出典の抜粋:
=======
レディースの喪服はメンズよりも種類が豊富。洋装であればワンピースなど、単品で着用できるアイテムも選べます。弔事のマナーに従いつつ、快適に過ごせる服装を心がけましょう。
こちらでは、喪主や親族をはじめ、一般参列者も着用することの多い準喪服を基準に装い方法をご紹介します。

洋服

シンプルなデザインのスーツやアンサンブル、ワンピースといったブラックフォーマルを着用するのが基本。友人や知人として略礼装で参列するのであれば、濃紺や深いグレーなどのダークカラーの洋服でもOKです。パンツスーツも問題ありません。
暑い季節のお葬式では、風通しのいい素材の夏の喪服がおすすめ。ワンピースなら一枚で着られ、五分袖や七分袖のデザインを選べばさらに軽やかに過ごせます。ただし、暑いからといってスカート丈を短くするのはNG。膝がかくれる長さを身につけましょう。

ストッキング

黒色のストッキングをはきましょう。近年はストッキングのカラーバリエーションが豊富になり、グレーなどのダークカラーも増えていますが、弔事ではブラックが基本です。ベージュのものやストッキングをはかないのもマナー違反。黒色でもラメが入っていたり、柄が織り込まれていたりするのは弔事に似合いません。膝丈やショート丈のストッキングも肌が見える場合はNGです。
近年は、肌がひんやりとする冷感機能がついたものやUV加工されたタイプも発売されています。暑い夏のお葬式では、機能性ストッキングを活用するのもおすすめです。

装飾のない黒色のパンプスが一般的。素材は本革か合皮、布を選び、光沢のあるものは控えましょう。お葬式に革製品は適さないという考えもありますが、靴に関しては問題ありません。ただし、動物を想起させるヘビ革やワニ革、スウェードは避けてください。
=======
提供データ:
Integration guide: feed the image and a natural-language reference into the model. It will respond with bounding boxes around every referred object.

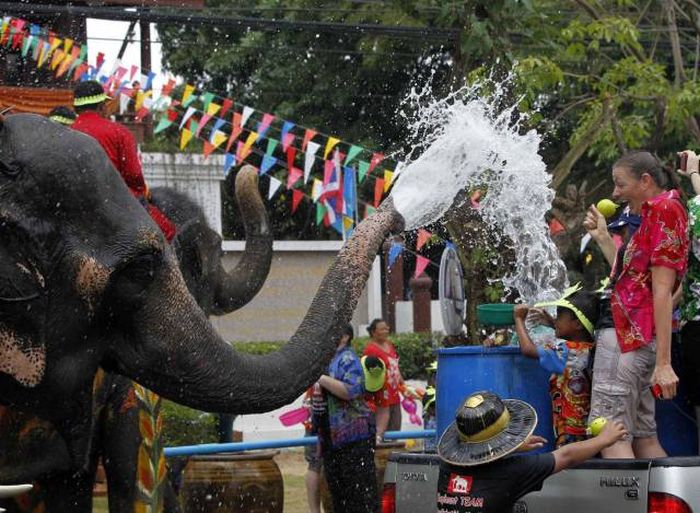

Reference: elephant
[0,114,403,504]
[0,166,273,513]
=======
課題の要件:
(1) 女性の喪服についての文章によると、暑い季節のお葬式でスカートの丈はどのくらいにするべきですか。
(2) 次の(a)から(c)の記述が女性の喪服についての文章と合っているかを判断してください。それぞれ「はい」か「いいえ」で答え、根拠となる本文の言葉をそのまま引用してください。
(a) パンツスーツを着ても問題はない。
(b) 弔事ではベージュのストッキングをはいてもよい。
(c) 靴にはスウェード素材のものを選ぶとよい。
(3) 女性の喪服についての文章を、最後の文の後から続けて書いてください。

解答:
(1) 膝がかくれる長さにするべきです。

(2)
(a) はい。「パンツスーツも問題ありません。」
(b) いいえ。「ベージュのものやストッキングをはかないのもマナー違反。」
(c) いいえ。「動物を想起させるヘビ革やワニ革、スウェードは避けてください。」

(3)
パンプスはシンプルなデザインで、つま先が丸い「プレーントゥ」を。ヒールの高さは3cm〜5cmが適しています。細めのピンヒールやヒールのないフラットシューズは、カジュアルな印象になるので場に似合いません。暑さ対策でオープントゥのパンプスやサンダルを選ぶのはタブーです。

ヘア・メイク・ネイル

ヘアとメイクは落ち着いた雰囲気にするのがマナー。ロングヘアの人は後ろでひとつに束ねるといいでしょう。アップスタイルもOKです。使用するピンやゴムは黒色のものを使い、キラキラと光るアイテムは禁止です。
メイクはナチュラルメイクを心がけましょう。ツヤ感のないファンデーションを使い、チークやアイシャドーは落ち着いたカラーにします。アイラインやマスカラは控えるのがおすすめ。使うときは、細いラインにするなど華美にならないよう注意してください。リップもナチュラルなカラーにし、グロスなどでツヤを与えるのはNGです。
ネイルはベージュなど控えめなカラーなら問題ありませんが、派手なものはマナー違反。ジェルネイルで急な対応ができない場合は、ベージュなどのネイルを重ね塗りするといいでしょう。

アクセサリー

結婚指輪以外、アクセサリーをつけないのが基本マナー。結婚指輪であればゴールドやダイヤがついたものも許容されますが、装いから浮くようであれば外しましょう。
アクセサリーをつける場合は〈涙のしずく〉の意味をもつパール、黒曜石や黒オニキスなど落ち着いた素材の一連のネックレスを。二連・三連のネックレスは〈不幸が重なる〉ことを想起させてしまうので避けてください。ピアスやイヤリングをつけるならネックレスと素材を合わせ、一粒だけなどシンプルなデザインを選ぶといいでしょう。

バッグ

黒色のバッグを選びましょう。素材は光沢のない布や合皮、近年は本革も許容範囲だといわれています。エナメルなどツヤのあるものや、ワニ革など爬虫類のものはNG。高級ブランドのバッグもお葬式に似合いません。
デザインは装飾のないシンプルなものを。金具などに光る素材が使われているタイプは控えてください。大きすぎず、コンパクトなサイズがおすすめ。荷物が入らない場合は、サブバッグをもちましょう。サブバッグも光沢のない素材の黒色のものを選びます。

少しでも涼しく過ごす、喪服での暑さ対策。

お葬式の装いにはマナーがあるため、大きな変更はできません。しかし、ちょっとした工夫で快適度のアップにはつなげられます。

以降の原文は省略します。